_Текст для чтения_.
Свой предел

«Тверская Карелия» – это не придуманный журналистами нелепый штамп вроде «Подмосковной Швейцарии». Так еще более ста лет назад именовали целый район по берегам верхней Мологи, Медведицы и Тифины.

Услышав в автобусе местного рейса незнакомую речье, большинство приезжих недоумевают. Мало кто может представить, что в каких-то 250 километрах от столицы некоторым старикам легче общаться с московским журналистом через переводчика, а деревни с типично русскими названиями, как Лухново, Хмелевка, Овсянники или Еремеевка, их обитатели предпочитают называть по-своему: Чеккели, Гуммала, Каграпууста, Шало…
Здесь большинство жителей – карелы, а есть и деревни чисто карельские. В основном, самые далекие и глухие. Туда и отправился я в этнографический розыск.
В здешних домах, стоит запах сушащихся трав и лежащих в сенях припасов с огорода. В деревне не осталось никого моложе пенсионного возраста. Ольга Семеновна Белякова сказку прочла по-карельски, частушки. Они, правда, были не бог весть какими старыми – я разобрал в одной родное «колхоз»…
– Сразу здеся вот, крайний дом, брат живет, другой брат вот там, середине деревни живет… Здеся была лес, кругом лес была. Еще в подполе сейчас, еще корни. Глухой место было…
Что же заставило карел забраться в такую даль от своей прежней родины?

_Задание a_.
Подсчитайте, сколько строк в приведенных ниже записях содержат слово «this», учитывая регистр букв. В ответе укажите только число.

_Фрагменты записей_.
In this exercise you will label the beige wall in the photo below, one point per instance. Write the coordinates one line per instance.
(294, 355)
--
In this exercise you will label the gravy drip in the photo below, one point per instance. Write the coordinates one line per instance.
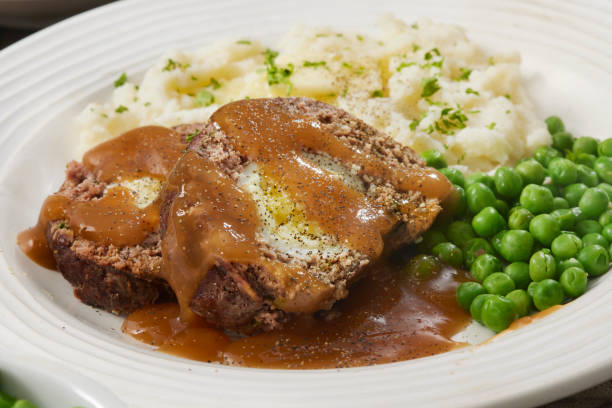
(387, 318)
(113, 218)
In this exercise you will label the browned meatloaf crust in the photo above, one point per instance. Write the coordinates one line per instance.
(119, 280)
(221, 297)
...
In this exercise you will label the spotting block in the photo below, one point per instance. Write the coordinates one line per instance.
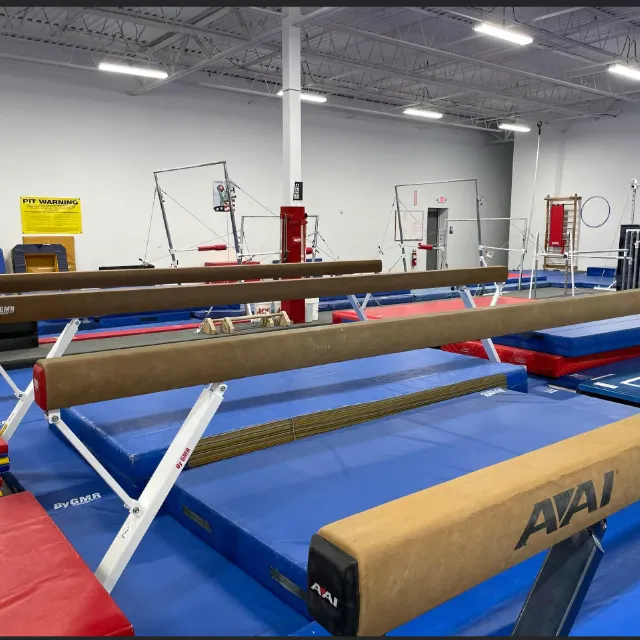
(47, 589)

_Задание b_.
Выведите дословно фрагмент текста о Тверской Карелии, начиная со слов «Свой предел» и далее вплоть до слов «в этнографический розыск.».

_Ответ a_.
4

_Ответ b_.
Свой предел

«Тверская Карелия» – это не придуманный журналистами нелепый штамп вроде «Подмосковной Швейцарии». Так еще более ста лет назад именовали целый район по берегам верхней Мологи, Медведицы и Тифины.

Услышав в автобусе местного рейса незнакомую речье, большинство приезжих недоумевают. Мало кто может представить, что в каких-то 250 километрах от столицы некоторым старикам легче общаться с московским журналистом через переводчика, а деревни с типично русскими названиями, как Лухново, Хмелевка, Овсянники или Еремеевка, их обитатели предпочитают называть по-своему: Чеккели, Гуммала, Каграпууста, Шало…
Здесь большинство жителей – карелы, а есть и деревни чисто карельские. В основном, самые далекие и глухие. Туда и отправился я в этнографический розыск.